- Text section:
We assessed the feasibility of collecting urine samples for testing on genital Chlamydia trachomatis infection in a population-based survey, and prevalence of this infection among young people aged 18-25 in Croatia. In Croatia, as in the other countries of Eastern Europe, there is a lack of data on prevalence of C. trachomatis in the general population, including young adults.


We sampled participants using a nationally representative, multi-stage stratified probability sample of young men and women. Detection of C. trachomatis DNA in urine samples was performed by using a real-time PCR assay COBAS® TaqMan® CT Test, v2.0.


Overall, 1005 young adults participated in the behavioural part of the survey, and 27.9% men and 37.5% women who were sexually experienced agreed to provide urine samples for testing on C. trachomatis. Using multivariate analysis, women were significantly more likely to provide urine samples than men (aOR = 1.53, 95% CI 1.14-2.06) as were those who reported no condom use at last intercourse (aOR = 1.95, 95% CI 1.44-2.62). Prevalence of C. trachomatis infection among those who were sexually experienced was 7.3% in men and 5.3% in women.


Population-based surveys that use probabilistic sampling are a feasible way to obtain population estimates of C. trachomatis prevalence among young adults in Croatia, but it is challenging to obtain an adequate response rate. The prevalence of C. trachomatis among young adults in Croatia found in this study was higher than that found in other European countries with similar survey response rates.

- Information supplied:
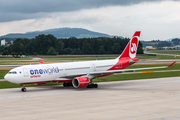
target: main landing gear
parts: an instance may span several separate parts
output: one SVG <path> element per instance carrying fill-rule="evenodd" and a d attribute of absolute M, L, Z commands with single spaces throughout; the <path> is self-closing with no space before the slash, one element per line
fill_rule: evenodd
<path fill-rule="evenodd" d="M 86 86 L 86 88 L 98 88 L 98 84 L 89 84 L 88 86 Z"/>
<path fill-rule="evenodd" d="M 21 84 L 21 86 L 22 86 L 21 91 L 22 91 L 22 92 L 26 92 L 27 89 L 25 88 L 25 84 Z"/>
<path fill-rule="evenodd" d="M 73 85 L 72 85 L 71 82 L 68 82 L 68 83 L 65 82 L 65 83 L 63 83 L 63 86 L 64 86 L 64 87 L 71 87 L 71 86 L 73 86 Z"/>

- What this exercise asks:
A. What prevalence of C. trachomatis infection does the chlamydia survey text report among sexually experienced women?
B. Can you condense the chlamydia survey text's paragraph beginning "Overall, 1005 young adults" into a short bulleted list that keeps its main facts?
Answer from the chlamydia survey text alone.

- Results for each task:
A. 5.3%

B.
- 1005 young adults took part in the behavioural part of the survey.
- Among sexually experienced participants, 27.9% of men and 37.5% of women agreed to give urine samples for C. trachomatis testing.
- Women were more likely than men to give samples (aOR = 1.53, 95% CI 1.14-2.06).
- Those reporting no condom use at last intercourse were also more likely to give samples (aOR = 1.95, 95% CI 1.44-2.62).
- Prevalence among the sexually experienced was 7.3% in men and 5.3% in women.